::: TEXTE PROPOSÉ :::

LUANDA: Les Angolais sont appelés aux urnes mercredi 24 août pour des élections législatives qui décideront du prochain président, dans un scrutin qui s'annonce serré entre aspiration au changement et peur de fraudes électorales.
Huit partis politiques sont en lice, avec un duel attendu entre les deux principaux partis: le Mouvement populaire de libération de l'Angola (MPLA), parti au pouvoir depuis l'indépendance en 1975 et le plus grand parti d'opposition, l'Union nationale pour l'indépendance totale de l'Angola (Unita).
L'enjeu est élevé pour le MPLA, dirigé par le président Joao Lourenço, élu en 2017 et candidat à un deuxième mandat. Le président du parti ou de la coalition dominant l'Assemblée devient automatiquement président de la République.
Mais beaucoup d'Angolais se détournent du parti au pouvoir dans un pays en grande difficulté économique. L'Angola, qui compte 33 millions d'habitants, est riche en pétrole mais une grande partie de sa population vit sous le seuil de pauvreté.
"Il y a beaucoup d'attentes dans la société", a estimé Claudio Silva, commentateur politique à Luanda. "Les gens sont très enthousiastes car il y a une perspective de changement", a-t-il ajouté.
Pour beaucoup, le changement peut venir du dirigeant de l'Unita, Adalberto Costa Junior, surnommé "ACJ", qui a revigoré l'opposition depuis son arrivée à la tête du parti en 2019.
Depuis un peu moins d'un an, cet homme de 60 ans, réputé bon orateur, a réussi à rallier plusieurs partis d'opposition. Il a rassemblé de jeunes électeurs urbains autour de promesses de réformes et de lutte contre la pauvreté et la corruption.

::: LISTE :::

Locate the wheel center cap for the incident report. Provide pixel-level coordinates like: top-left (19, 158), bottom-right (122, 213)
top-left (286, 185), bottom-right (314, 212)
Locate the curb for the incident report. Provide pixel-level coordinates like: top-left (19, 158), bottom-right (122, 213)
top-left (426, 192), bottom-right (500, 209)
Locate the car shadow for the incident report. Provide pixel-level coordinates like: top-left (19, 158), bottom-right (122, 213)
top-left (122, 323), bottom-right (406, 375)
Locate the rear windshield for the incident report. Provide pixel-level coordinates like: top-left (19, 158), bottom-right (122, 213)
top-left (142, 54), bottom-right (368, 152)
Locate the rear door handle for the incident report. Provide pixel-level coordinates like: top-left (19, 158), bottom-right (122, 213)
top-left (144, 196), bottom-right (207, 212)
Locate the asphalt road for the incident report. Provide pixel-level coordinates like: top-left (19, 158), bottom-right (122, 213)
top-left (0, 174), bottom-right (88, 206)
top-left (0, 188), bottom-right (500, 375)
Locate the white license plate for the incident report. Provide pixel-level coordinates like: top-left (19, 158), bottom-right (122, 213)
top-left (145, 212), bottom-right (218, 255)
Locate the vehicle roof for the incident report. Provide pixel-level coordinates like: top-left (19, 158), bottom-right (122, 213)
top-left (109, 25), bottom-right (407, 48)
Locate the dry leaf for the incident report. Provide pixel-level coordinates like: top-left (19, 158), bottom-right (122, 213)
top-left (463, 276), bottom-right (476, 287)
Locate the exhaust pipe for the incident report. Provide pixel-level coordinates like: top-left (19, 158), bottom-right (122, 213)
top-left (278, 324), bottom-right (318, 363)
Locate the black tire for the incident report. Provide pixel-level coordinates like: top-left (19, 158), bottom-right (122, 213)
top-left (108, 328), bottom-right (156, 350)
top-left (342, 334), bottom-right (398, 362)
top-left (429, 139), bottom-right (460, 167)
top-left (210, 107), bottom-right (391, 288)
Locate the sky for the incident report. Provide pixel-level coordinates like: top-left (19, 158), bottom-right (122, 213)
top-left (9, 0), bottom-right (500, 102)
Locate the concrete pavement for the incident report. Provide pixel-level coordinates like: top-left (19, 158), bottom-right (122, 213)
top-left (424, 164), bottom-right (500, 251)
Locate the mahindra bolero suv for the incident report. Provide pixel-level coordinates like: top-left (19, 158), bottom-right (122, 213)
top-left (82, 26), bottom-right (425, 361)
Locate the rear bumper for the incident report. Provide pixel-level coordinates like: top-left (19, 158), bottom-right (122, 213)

:::

▸ EXERCICES
(a) En vous appuyant sur le texte consacré aux élections en Angola, expliquez en une à trois phrases pourquoi les élections législatives décideront du prochain président.
(b) Recopiez dans la liste tout ce qui va de la ligne contenant « Locate the dry » jusqu'à la ligne contenant « top-left (278, 324), bottom-right (318, 363) », ces deux lignes comprises.
Le texte et la liste n'ont aucun lien entre eux.

▸ CORRIGÉ DES EXERCICES
(a) Le président du parti ou de la coalition qui domine l'Assemblée devient automatiquement président de la République. Les élections législatives désignent donc, de fait, le prochain président.

(b)
Locate the dry leaf for the incident report. Provide pixel-level coordinates like: top-left (19, 158), bottom-right (122, 213)
top-left (463, 276), bottom-right (476, 287)
Locate the exhaust pipe for the incident report. Provide pixel-level coordinates like: top-left (19, 158), bottom-right (122, 213)
top-left (278, 324), bottom-right (318, 363)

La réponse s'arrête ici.